-- begin EXCERPTED RECORDS --
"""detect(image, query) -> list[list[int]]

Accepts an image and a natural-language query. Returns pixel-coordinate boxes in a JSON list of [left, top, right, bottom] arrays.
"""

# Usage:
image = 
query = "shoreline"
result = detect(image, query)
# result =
-- end EXCERPTED RECORDS --
Reproduce the entries above character for character, keeping every line in its original order.

"""detect(image, query) -> list[list[int]]

Accepts an image and a natural-language query. Returns pixel-coordinate boxes in a JSON list of [left, top, right, bottom] arrays.
"""

# Usage:
image = 
query = "shoreline"
result = detect(image, query)
# result =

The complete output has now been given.